Nossa missão: estar em firme sintonia para aquele parto de emergência – da primeira versão do manuscrito, à segunda e à terceira, à elaboração do projeto gráfico, à diagramação, à revisão de prova e, finalmente, à impressão em gráfica em 45 dias. Previsão de lançamento: terceira semana de outubro. Estava dada a largada.
Diz-me para quem escreves…
…e te direi o que é teu livro. Minha primeira pergunta a Beatriz foi mesmo esta: quem você imagina como seu leitor? Quem é seu público-alvo? Não era uma pergunta trivial. Muitas pessoas escrevem para si – querem desabafar, gostam de ler as próprias palavras no papel, mas têm uma ideia vaga de quem querem atingir, ou mesmo pensam ingenuamente que seu livro é para todo mundo.
A verdade é que uma obra só se desenha à luz de um perfil claro de leitor – no caso de Somos blindadas, conversamos que seriam mulheres como a autora, jovens e em situação de câncer de mama. Não seriam mulheres de meia-idade, por exemplo, por isso não se falaria em netos ou outras questões cotidianas a esse momento da vida. O livro tocaria em outros temas: por exemplo, a angústia de submeter-se a um tratamento que ameaça a fertilidade, um risco importante em uma fase em que a mulher ainda planeja suas escolhas reprodutivas.
Baladas, afetos, vida profissional, estudos, atividade física, autoestima e autodescoberta se insinuariam como outros temas para a obra que então se esboçava.

DADOS LISTADOS:
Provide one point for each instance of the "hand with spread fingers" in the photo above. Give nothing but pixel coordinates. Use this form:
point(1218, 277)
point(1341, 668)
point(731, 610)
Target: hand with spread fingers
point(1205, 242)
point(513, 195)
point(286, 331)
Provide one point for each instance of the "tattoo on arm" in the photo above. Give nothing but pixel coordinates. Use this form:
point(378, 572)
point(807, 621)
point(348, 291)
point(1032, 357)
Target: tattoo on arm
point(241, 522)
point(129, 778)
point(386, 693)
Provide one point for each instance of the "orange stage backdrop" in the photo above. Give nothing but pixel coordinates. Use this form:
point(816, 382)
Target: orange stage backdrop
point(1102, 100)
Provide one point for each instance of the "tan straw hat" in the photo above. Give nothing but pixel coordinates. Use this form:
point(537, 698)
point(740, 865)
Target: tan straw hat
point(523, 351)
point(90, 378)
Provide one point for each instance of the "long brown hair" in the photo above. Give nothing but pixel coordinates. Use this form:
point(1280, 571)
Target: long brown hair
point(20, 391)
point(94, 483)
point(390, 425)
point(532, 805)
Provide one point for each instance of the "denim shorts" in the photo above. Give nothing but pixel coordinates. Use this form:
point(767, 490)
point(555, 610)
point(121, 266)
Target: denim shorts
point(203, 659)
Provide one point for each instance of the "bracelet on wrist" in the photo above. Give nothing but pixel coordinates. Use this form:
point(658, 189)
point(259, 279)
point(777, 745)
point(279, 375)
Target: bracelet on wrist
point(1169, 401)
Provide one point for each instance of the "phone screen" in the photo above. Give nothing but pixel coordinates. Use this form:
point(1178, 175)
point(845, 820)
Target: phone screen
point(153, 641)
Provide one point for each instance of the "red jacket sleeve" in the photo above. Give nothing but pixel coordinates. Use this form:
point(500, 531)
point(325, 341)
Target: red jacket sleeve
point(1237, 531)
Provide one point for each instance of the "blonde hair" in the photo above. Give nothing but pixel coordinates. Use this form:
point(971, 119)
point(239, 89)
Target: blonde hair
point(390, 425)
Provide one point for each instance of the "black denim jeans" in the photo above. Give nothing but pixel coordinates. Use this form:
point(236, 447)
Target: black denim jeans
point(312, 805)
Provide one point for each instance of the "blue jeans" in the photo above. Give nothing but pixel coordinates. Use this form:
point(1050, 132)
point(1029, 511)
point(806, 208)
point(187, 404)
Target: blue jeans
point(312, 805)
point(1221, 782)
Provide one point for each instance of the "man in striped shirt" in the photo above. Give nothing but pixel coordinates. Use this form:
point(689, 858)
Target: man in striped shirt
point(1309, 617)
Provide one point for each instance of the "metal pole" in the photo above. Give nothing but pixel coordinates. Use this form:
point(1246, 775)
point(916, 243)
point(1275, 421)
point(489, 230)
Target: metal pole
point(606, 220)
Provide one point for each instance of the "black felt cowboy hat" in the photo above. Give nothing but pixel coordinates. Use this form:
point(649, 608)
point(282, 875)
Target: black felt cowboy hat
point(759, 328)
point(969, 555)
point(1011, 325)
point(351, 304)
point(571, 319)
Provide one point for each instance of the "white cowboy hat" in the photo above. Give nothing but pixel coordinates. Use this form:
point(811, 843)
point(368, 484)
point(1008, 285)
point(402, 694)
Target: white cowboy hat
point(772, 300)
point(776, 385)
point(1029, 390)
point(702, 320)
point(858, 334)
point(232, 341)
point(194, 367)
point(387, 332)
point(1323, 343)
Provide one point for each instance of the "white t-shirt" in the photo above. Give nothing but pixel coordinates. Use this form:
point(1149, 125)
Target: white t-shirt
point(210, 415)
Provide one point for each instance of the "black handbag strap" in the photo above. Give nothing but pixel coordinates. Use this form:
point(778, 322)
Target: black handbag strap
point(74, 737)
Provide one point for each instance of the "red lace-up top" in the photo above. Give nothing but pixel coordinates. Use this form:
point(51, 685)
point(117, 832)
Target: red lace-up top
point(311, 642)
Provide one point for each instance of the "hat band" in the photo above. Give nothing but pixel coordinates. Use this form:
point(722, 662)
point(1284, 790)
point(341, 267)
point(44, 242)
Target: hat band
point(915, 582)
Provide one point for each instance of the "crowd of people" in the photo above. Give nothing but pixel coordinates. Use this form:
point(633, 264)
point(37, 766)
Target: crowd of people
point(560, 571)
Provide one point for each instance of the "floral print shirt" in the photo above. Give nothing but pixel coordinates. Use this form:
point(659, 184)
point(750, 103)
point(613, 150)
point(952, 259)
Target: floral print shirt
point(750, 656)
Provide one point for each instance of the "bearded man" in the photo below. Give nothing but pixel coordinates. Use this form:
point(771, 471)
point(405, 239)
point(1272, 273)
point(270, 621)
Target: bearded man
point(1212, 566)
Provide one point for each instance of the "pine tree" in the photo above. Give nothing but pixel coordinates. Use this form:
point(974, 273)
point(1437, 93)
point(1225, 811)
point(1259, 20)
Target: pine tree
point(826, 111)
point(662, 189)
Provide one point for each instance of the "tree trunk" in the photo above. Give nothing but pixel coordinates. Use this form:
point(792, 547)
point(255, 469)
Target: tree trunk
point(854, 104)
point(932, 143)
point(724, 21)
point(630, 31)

A FAZER: Extraia o trecho acima sobre a preparação do livro Somos blindadas e reproduza-o inteiro, sem nenhuma alteração.

RESPOSTA À TAREFA:
Nossa missão: estar em firme sintonia para aquele parto de emergência – da primeira versão do manuscrito, à segunda e à terceira, à elaboração do projeto gráfico, à diagramação, à revisão de prova e, finalmente, à impressão em gráfica em 45 dias. Previsão de lançamento: terceira semana de outubro. Estava dada a largada.
Diz-me para quem escreves…
…e te direi o que é teu livro. Minha primeira pergunta a Beatriz foi mesmo esta: quem você imagina como seu leitor? Quem é seu público-alvo? Não era uma pergunta trivial. Muitas pessoas escrevem para si – querem desabafar, gostam de ler as próprias palavras no papel, mas têm uma ideia vaga de quem querem atingir, ou mesmo pensam ingenuamente que seu livro é para todo mundo.
A verdade é que uma obra só se desenha à luz de um perfil claro de leitor – no caso de Somos blindadas, conversamos que seriam mulheres como a autora, jovens e em situação de câncer de mama. Não seriam mulheres de meia-idade, por exemplo, por isso não se falaria em netos ou outras questões cotidianas a esse momento da vida. O livro tocaria em outros temas: por exemplo, a angústia de submeter-se a um tratamento que ameaça a fertilidade, um risco importante em uma fase em que a mulher ainda planeja suas escolhas reprodutivas.
Baladas, afetos, vida profissional, estudos, atividade física, autoestima e autodescoberta se insinuariam como outros temas para a obra que então se esboçava.